* [Problem description]: Copy the lines below word for word, with nothing changed.
* Start *
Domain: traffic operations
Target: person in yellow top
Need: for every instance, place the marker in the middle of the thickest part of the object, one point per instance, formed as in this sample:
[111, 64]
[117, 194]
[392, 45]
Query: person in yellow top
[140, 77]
* End *
* [Answer to the exercise]:
Domain: traffic operations
Target: person in yellow top
Need: for every instance, place the marker in the middle of the thickest part of the object, one point per instance, formed as in this sample:
[111, 64]
[117, 194]
[392, 45]
Query: person in yellow top
[140, 77]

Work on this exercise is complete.